▶ **What to do**: Output the lines of the listing below as a numbered list, starting at the line containing "Task: point at every instance of the open" and continuing through the final line of the listing, both included. Leave out any blank lines.

### Material supplied ###

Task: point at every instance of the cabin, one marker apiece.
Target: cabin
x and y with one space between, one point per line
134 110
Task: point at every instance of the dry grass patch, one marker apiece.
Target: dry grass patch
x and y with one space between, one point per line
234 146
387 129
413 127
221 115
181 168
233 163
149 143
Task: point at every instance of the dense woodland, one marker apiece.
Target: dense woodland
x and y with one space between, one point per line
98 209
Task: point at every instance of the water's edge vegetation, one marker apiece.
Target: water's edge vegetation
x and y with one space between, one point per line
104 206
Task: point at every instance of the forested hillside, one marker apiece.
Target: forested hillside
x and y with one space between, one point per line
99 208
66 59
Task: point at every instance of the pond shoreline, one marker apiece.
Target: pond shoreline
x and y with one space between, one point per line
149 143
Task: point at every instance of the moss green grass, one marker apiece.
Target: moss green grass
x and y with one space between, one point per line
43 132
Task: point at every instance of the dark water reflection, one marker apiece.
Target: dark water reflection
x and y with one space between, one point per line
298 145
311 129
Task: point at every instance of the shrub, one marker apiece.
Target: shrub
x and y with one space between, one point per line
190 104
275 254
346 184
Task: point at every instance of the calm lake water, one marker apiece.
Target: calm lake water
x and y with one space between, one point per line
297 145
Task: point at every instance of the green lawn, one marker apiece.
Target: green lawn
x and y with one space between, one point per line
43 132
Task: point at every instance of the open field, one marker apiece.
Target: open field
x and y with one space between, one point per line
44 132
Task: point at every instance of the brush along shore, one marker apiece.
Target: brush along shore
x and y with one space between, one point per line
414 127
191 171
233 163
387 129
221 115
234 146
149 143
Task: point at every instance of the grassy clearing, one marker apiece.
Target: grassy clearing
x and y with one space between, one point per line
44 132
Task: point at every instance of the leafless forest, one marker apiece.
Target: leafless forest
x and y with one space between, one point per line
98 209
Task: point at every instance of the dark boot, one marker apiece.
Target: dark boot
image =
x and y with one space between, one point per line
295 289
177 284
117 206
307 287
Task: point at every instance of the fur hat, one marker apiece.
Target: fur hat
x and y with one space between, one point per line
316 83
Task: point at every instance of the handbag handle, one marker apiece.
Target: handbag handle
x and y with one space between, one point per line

###

▶ **Exercise solution**:
1. Task: point at every instance of the open field, one marker apiece.
2. Target: open field
3. x and y with one space between, one point per line
4. 44 132
5. Task: point at every instance of the brush along shore, one marker apiece.
6. Target: brush along shore
7. x and y with one space between, one point per line
8. 414 127
9. 191 171
10. 233 163
11. 387 129
12. 221 115
13. 234 146
14. 149 143
15. Task: point at every instance of the grassy clearing, one marker apiece.
16. Target: grassy clearing
17. x and y with one space between, one point per line
18. 44 132
19. Task: point at every instance of the leafless forest, one marker apiece.
20. Target: leafless forest
21. x and y with one space between, one point per line
22. 98 209
23. Task: point at every instance of the dark boot, one marker apiece.
24. Target: dark boot
25. image =
26. x and y with one space between, one point per line
27. 295 289
28. 177 284
29. 117 206
30. 307 287
31. Task: point at every instance of the fur hat, one marker apiece.
32. Target: fur hat
33. x and y with one space between, one point per line
34. 316 83
35. Task: point at every instance of the handbag handle, one marker apiece.
36. Target: handbag handle
37. x and y with one space between, one point per line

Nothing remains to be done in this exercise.